Tugas Latihan.
1. Dalam teks tentang hari-hari awal sekolah, pukul berapa sang guru melirik jam pada pagi hari kedua?
2. Tuliskan kembali tanpa perubahan bagian teks tentang hari-hari awal sekolah yang dibuka dengan kata-kata "Bagi siswa, ini" dan ditutup dengan "siap menerima ilmu.".
3. Lanjutkan teks tentang hari-hari awal sekolah, mulai setelah kalimat terakhir yang ditampilkan.

Kutipan Pilihan.
————————

Bagi siswa, ini bukan hanya soal makan. Ini adalah bentuk perhatian yang mereka rasakan sejak hari pertama. Mereka merasa diterima, dihargai, dan disambut dengan penuh kasih.
Bagi guru dan sekolah, program ini adalah langkah awal membentuk budaya belajar yang sehat. Karena dengan tubuh yang sehat dan perut yang terisi, pikiran pun siap menerima ilmu.
Hari pertama masuk sekolah bukan hanya soal duduk di kelas, tapi tentang membangun kenangan positif yang akan diingat sepanjang perjalanan pendidikan. Dan hari itu, mereka memulainya dengan senyuman dan sepiring makanan bergizi.
Perjalanan Hari Kedua, Sang Guru Berangkat Pagi-Pagi ke Sekolah
Hari masih gelap ketika alarm berbunyi. Udara pagi terasa dingin menusuk kulit. Tapi bagi sang guru, ini bukan waktu untuk kembali menarik selimut. Hari kedua tahun ajaran baru sudah menanti. Tanpa banyak bicara, ia bangun, menunaikan salat, lalu menyiapkan diri. Sambil menyalakan air panas untuk kopi yang tak sempat dinikmati kemarin, ia melirik jam --- pukul 04.45.
Hari kedua tak jauh berbeda dari hari pertama. Langkahnya tetap ringan meski tubuh sedikit lelah. Ransel berisi perangkat ajar tergantung di bahu. Di benaknya, terbayang wajah-wajah siswa baru yang kemarin masih malu-malu. Ada tanggung jawab besar untuk menyambut mereka, mengenalkan sekolah sebagai rumah kedua, dan menumbuhkan semangat belajar sejak hari-hari awal.

————————

Kutipan Data.
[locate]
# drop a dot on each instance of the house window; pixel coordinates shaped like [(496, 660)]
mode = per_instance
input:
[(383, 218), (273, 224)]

————————

Kunci Jawaban.
1. Pukul 04.45.

2.
Bagi siswa, ini bukan hanya soal makan. Ini adalah bentuk perhatian yang mereka rasakan sejak hari pertama. Mereka merasa diterima, dihargai, dan disambut dengan penuh kasih.
Bagi guru dan sekolah, program ini adalah langkah awal membentuk budaya belajar yang sehat. Karena dengan tubuh yang sehat dan perut yang terisi, pikiran pun siap menerima ilmu.

3.
Di jalan, lampu-lampu masih menyala. Ia bersimpangan dengan tukang sayur, petugas kebersihan, dan sesama guru yang juga menuju sekolah. Di hati, ada rasa hangat --- bahwa ia tidak sendiri dalam perjuangan ini.
Sesampainya di sekolah, suasana masih lengang. Tapi itulah keindahan menjadi guru: hadir lebih awal, menyambut pagi, dan menjadi bagian dari detik-detik perubahan. Ia menghela napas, tersenyum, dan membuka ruang kelas.
Hari kedua telah dimulai. Secangkir kopi mungkin kembali tertunda, tapi senyum siswa dan semangat belajar mereka adalah "kopi" lain yang jauh lebih menghangatkan hati.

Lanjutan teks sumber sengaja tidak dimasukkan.